BEGIN MATERIAL PROVIDED
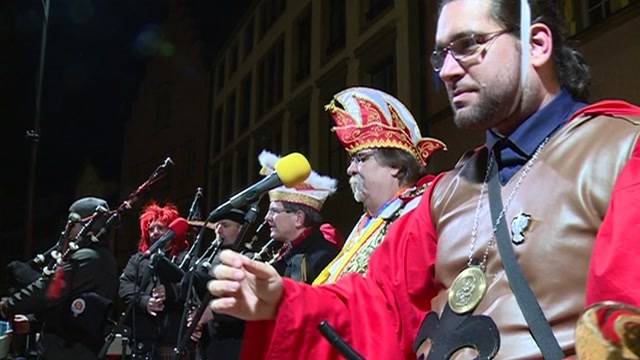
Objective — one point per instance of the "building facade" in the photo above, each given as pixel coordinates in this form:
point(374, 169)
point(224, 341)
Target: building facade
point(169, 117)
point(286, 59)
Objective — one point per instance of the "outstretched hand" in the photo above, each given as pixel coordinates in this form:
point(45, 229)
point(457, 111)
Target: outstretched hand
point(246, 289)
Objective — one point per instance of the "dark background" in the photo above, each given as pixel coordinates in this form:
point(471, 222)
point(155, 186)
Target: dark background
point(95, 60)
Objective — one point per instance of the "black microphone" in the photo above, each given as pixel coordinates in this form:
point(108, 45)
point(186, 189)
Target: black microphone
point(194, 210)
point(289, 171)
point(178, 227)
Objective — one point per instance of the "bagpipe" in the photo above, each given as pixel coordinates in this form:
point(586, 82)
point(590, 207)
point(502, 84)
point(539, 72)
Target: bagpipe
point(65, 247)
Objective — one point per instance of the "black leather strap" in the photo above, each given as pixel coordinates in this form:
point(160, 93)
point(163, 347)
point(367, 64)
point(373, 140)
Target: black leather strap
point(538, 324)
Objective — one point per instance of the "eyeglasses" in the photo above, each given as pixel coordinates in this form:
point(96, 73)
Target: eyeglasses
point(463, 48)
point(361, 157)
point(274, 211)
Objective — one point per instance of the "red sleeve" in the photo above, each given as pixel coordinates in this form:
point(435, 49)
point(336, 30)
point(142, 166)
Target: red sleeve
point(613, 273)
point(378, 315)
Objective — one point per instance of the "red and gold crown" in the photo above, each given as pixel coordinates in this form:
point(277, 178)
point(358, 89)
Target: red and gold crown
point(369, 118)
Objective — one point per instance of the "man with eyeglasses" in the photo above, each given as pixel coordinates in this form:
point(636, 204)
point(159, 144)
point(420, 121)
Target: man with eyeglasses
point(386, 170)
point(294, 220)
point(563, 182)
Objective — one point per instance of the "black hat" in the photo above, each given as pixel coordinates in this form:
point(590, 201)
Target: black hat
point(87, 206)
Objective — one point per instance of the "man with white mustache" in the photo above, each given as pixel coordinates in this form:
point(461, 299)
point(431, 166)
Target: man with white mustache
point(386, 176)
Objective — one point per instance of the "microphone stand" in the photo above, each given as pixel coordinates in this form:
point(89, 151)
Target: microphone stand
point(249, 218)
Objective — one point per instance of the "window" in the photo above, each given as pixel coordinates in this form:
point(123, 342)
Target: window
point(300, 133)
point(383, 76)
point(217, 133)
point(233, 59)
point(271, 73)
point(226, 178)
point(336, 28)
point(214, 186)
point(303, 48)
point(231, 117)
point(189, 159)
point(243, 169)
point(376, 7)
point(271, 11)
point(220, 75)
point(263, 139)
point(582, 14)
point(248, 38)
point(245, 104)
point(337, 156)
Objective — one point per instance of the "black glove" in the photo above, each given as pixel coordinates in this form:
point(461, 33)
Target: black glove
point(21, 274)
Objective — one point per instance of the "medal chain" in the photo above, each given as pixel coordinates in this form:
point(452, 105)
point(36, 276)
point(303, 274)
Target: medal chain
point(483, 190)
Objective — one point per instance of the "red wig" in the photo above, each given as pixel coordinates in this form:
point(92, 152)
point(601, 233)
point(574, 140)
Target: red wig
point(165, 214)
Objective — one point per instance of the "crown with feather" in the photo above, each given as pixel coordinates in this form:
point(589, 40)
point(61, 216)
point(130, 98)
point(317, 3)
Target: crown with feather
point(369, 118)
point(312, 192)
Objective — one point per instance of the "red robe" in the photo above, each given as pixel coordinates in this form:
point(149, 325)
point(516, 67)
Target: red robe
point(379, 315)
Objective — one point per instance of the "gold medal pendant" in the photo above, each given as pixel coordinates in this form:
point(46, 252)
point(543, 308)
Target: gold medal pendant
point(467, 290)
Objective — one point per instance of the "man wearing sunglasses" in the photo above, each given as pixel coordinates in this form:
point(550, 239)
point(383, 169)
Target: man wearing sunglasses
point(294, 221)
point(74, 302)
point(562, 179)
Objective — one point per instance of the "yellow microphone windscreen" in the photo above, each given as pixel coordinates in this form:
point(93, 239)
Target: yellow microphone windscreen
point(293, 169)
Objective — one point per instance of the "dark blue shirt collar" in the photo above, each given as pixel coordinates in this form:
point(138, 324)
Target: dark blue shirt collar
point(516, 149)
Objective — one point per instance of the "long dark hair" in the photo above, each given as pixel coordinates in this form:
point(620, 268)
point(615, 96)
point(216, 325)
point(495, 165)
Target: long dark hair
point(573, 72)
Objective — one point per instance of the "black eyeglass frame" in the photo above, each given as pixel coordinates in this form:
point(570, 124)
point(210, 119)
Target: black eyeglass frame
point(477, 42)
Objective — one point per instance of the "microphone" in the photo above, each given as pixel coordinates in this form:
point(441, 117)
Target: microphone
point(177, 228)
point(290, 170)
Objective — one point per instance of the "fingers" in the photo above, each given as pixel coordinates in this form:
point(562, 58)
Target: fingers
point(223, 305)
point(223, 287)
point(232, 258)
point(261, 270)
point(233, 265)
point(225, 272)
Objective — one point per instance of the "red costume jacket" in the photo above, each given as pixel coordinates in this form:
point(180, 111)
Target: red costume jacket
point(379, 314)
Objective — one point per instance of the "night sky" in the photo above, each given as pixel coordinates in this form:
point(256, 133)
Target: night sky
point(95, 61)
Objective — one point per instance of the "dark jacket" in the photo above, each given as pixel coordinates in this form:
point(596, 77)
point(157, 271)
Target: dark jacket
point(163, 328)
point(305, 261)
point(73, 324)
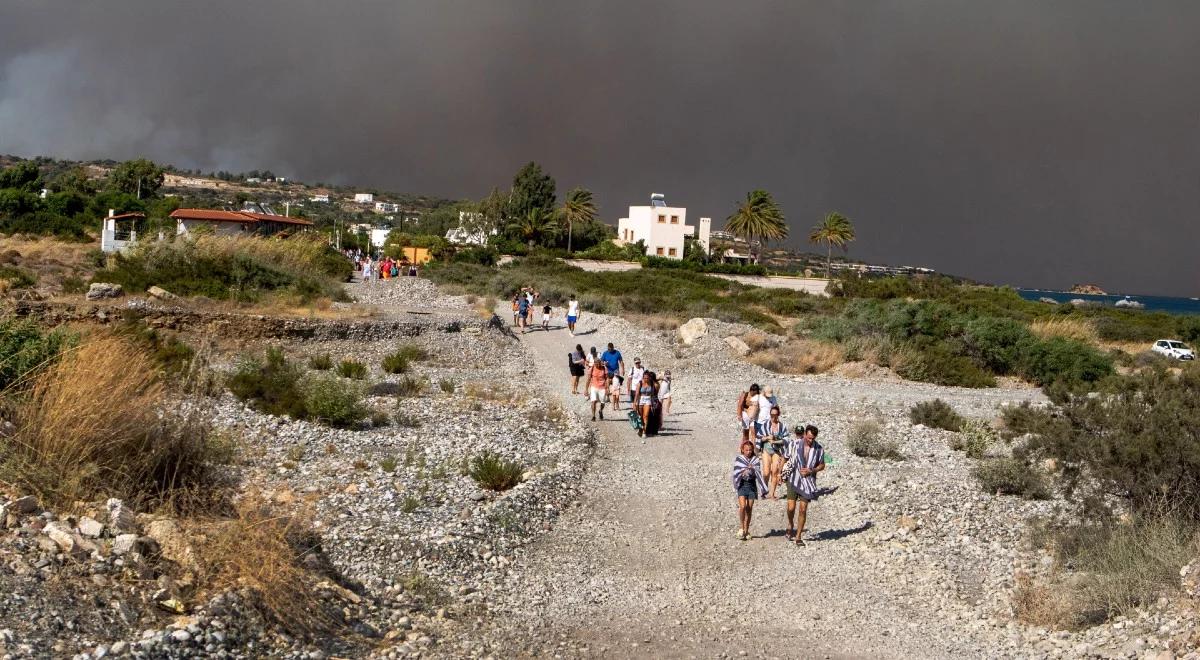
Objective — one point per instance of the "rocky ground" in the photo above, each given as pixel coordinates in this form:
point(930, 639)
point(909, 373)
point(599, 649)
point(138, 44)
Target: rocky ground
point(610, 546)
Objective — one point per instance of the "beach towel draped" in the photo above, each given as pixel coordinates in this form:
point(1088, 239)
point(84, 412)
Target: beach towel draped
point(796, 459)
point(749, 468)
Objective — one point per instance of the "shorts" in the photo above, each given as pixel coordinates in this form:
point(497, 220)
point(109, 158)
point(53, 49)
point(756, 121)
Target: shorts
point(793, 495)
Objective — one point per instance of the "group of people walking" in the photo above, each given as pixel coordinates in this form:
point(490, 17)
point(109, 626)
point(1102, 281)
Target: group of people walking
END MATERIAL PROVIDED
Report every line of the data above that contains the string "group" by copying it in full.

Objective — one point per instance of the "group of people walking" in the photo above, each given as pixel coordinates in this form:
Target: group of people walking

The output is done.